- Task instructions -
Repeat exactly the lines from the line containing "point: the horse ear in this photo" through the last line of the records below, inclusive, and nothing else.

- Given entries -

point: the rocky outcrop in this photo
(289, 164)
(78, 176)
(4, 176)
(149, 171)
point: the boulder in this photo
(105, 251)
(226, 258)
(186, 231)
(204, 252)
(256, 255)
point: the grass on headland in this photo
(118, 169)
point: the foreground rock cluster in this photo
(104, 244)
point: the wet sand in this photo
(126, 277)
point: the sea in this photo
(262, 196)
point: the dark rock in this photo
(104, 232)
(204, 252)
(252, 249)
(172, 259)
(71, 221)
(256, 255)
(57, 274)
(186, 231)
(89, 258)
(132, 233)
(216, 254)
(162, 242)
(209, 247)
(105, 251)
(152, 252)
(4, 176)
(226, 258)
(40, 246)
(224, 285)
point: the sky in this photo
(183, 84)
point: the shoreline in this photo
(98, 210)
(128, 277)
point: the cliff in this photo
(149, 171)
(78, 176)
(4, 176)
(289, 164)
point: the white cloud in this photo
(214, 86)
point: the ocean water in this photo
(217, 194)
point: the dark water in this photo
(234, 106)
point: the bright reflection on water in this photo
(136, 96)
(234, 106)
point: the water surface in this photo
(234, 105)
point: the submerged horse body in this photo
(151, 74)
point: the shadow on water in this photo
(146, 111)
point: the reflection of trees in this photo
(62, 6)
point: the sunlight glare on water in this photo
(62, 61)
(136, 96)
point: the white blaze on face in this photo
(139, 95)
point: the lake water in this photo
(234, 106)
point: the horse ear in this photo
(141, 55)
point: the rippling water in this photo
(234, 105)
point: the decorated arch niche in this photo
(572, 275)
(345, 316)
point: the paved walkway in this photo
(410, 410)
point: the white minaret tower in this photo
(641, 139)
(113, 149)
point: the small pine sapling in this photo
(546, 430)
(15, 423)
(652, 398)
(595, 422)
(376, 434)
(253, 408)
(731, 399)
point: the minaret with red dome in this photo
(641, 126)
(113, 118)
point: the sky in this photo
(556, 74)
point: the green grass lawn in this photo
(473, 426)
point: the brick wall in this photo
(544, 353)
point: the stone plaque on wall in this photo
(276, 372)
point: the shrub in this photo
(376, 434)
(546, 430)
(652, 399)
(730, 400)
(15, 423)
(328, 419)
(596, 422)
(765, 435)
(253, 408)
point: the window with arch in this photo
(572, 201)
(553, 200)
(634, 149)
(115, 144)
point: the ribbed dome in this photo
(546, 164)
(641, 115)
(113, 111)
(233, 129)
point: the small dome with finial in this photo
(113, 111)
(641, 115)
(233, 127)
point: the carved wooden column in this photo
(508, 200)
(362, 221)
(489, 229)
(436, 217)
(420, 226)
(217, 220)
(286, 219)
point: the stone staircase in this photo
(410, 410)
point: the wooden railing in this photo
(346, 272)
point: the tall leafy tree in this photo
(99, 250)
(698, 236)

- Task output -
point: the horse ear in this photo
(141, 55)
point: the rippling water in this photo
(234, 105)
point: the decorated arch niche in this photo
(572, 275)
(345, 316)
point: the paved walkway in this photo
(410, 410)
point: the white minaret tower in this photo
(641, 139)
(113, 149)
point: the small pine sapling in this photo
(546, 430)
(15, 423)
(652, 398)
(595, 422)
(376, 434)
(253, 408)
(731, 399)
point: the minaret with red dome in this photo
(641, 126)
(113, 118)
point: the sky in this photo
(556, 74)
point: the green grass lawn in this photo
(473, 426)
point: the brick wall in this photo
(544, 353)
point: the stone plaque on wall in this photo
(276, 372)
point: the shrub in this photo
(376, 434)
(546, 430)
(652, 399)
(730, 400)
(15, 423)
(328, 419)
(596, 422)
(765, 435)
(253, 408)
point: the window with arch in this photo
(572, 201)
(553, 200)
(634, 149)
(115, 144)
point: the ribbed dome in this photo
(546, 164)
(641, 115)
(113, 111)
(233, 129)
point: the small dome with finial in this photo
(113, 111)
(641, 115)
(233, 127)
point: the carved wooden column in this photo
(508, 200)
(362, 221)
(489, 229)
(436, 217)
(420, 226)
(217, 220)
(286, 219)
point: the stone staircase in this photo
(410, 410)
point: the wooden railing in this photo
(346, 272)
point: the tall leafy tree in this photo
(99, 250)
(698, 236)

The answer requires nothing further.